(Records from a data collection)
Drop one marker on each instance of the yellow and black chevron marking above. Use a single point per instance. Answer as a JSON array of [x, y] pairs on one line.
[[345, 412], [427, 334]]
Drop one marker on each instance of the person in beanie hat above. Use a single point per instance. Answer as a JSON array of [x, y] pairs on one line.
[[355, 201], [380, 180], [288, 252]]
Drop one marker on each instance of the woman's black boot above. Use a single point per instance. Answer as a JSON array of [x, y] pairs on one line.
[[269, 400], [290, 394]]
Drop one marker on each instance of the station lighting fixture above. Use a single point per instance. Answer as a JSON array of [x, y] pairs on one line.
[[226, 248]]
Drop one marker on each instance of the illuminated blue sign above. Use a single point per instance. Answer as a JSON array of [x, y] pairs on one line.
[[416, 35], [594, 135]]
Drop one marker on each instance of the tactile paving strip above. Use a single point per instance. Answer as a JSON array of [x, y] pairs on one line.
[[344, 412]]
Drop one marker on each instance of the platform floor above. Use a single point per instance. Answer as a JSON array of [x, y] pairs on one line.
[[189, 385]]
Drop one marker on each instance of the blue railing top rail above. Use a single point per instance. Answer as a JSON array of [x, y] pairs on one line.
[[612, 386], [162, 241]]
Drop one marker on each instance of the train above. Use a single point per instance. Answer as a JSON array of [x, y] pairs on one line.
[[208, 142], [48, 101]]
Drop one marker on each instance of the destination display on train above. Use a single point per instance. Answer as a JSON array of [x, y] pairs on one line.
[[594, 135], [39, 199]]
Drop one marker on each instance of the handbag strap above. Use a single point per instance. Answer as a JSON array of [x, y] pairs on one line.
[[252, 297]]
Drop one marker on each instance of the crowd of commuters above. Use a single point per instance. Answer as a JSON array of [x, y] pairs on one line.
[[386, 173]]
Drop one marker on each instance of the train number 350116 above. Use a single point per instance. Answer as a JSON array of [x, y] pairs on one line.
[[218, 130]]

## REQUIREMENTS:
Rescale the stretch from the start of the rows through the line that contains "[[189, 385]]". Give every line again with the requests included, but multiply each x and y point coordinate in the answers by 0.4 and round to whole numbers, with halves rounded up.

## EXERCISE SOLUTION:
Drop one marker on each instance of the yellow and black chevron marking above. Use a single point per instance. Answer as a JSON array of [x, y] pairs on one line.
[[138, 165], [171, 134]]
Drop one marker on each instance of the person in beanie hat above. Use a single point per instance. Answer as a JSON array of [x, y] pairs on one line.
[[142, 80], [152, 72], [115, 101]]
Drop one marker on each instance of the woman's black boot above. Use a single point per instance. Answer as a JSON array of [x, y] pairs on one line.
[[108, 160], [116, 158]]
Drop one marker on each instance of the station lighting fixture above. Use a single point per instance. Answer as a JSON array of [x, y] pairs on one line.
[[90, 99]]
Drop one marker on each instance of the illuminated blue sign above. Use a single point per instance. Answer as a JSON array of [x, y] pairs on one line.
[[166, 14], [238, 54]]
Drop one marker on each instance of the tactile paving strip above. Use a single point per instance. Answer as a JSON array of [x, y] pairs on one line.
[[138, 165]]
Drop one marker on each instance of the platform floor above. Use a single point per instance. Answer as a JSON array of [x, y] pairs on one line.
[[76, 154]]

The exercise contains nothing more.